Please echo every line of the rows below word for word, leaving out the pictures.

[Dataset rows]
---*---

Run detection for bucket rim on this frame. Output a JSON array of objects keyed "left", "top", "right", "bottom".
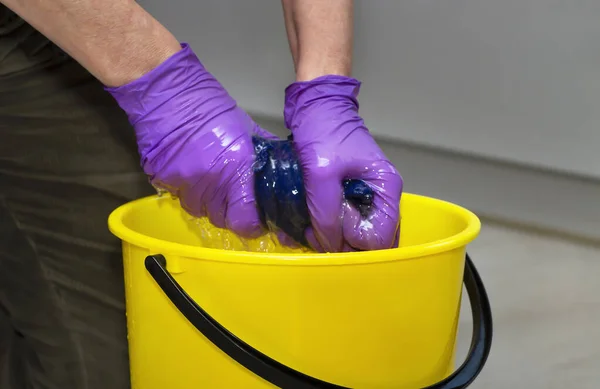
[{"left": 108, "top": 192, "right": 481, "bottom": 266}]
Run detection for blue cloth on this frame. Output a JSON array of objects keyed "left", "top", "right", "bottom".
[{"left": 252, "top": 136, "right": 374, "bottom": 247}]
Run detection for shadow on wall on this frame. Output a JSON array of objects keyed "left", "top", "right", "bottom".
[{"left": 253, "top": 115, "right": 600, "bottom": 244}]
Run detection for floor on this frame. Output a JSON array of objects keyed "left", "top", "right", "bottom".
[{"left": 457, "top": 222, "right": 600, "bottom": 389}]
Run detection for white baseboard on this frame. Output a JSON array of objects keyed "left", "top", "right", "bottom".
[{"left": 255, "top": 116, "right": 600, "bottom": 242}]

---*---

§ **EXERCISE RESPONSE**
Run detection for bucket rim on this frame. Output a JSON array of objects keyed "left", "top", "right", "bottom".
[{"left": 108, "top": 192, "right": 481, "bottom": 266}]
Run detection for blue cloth on this frame. Output a JSON array of objects keyed "left", "top", "right", "bottom".
[{"left": 252, "top": 136, "right": 374, "bottom": 247}]
Run detection for shadow on wall on this frame. Output a JSON array of objects keyed "left", "top", "right", "bottom".
[{"left": 253, "top": 115, "right": 600, "bottom": 244}]
Run detection for floor on this frame. Output a JSON array of objects keyed "left", "top", "right", "bottom".
[{"left": 457, "top": 222, "right": 600, "bottom": 389}]
Run detection for white baseboard on this frame. Output a JSON array of objects keyed "left", "top", "right", "bottom".
[{"left": 255, "top": 116, "right": 600, "bottom": 242}]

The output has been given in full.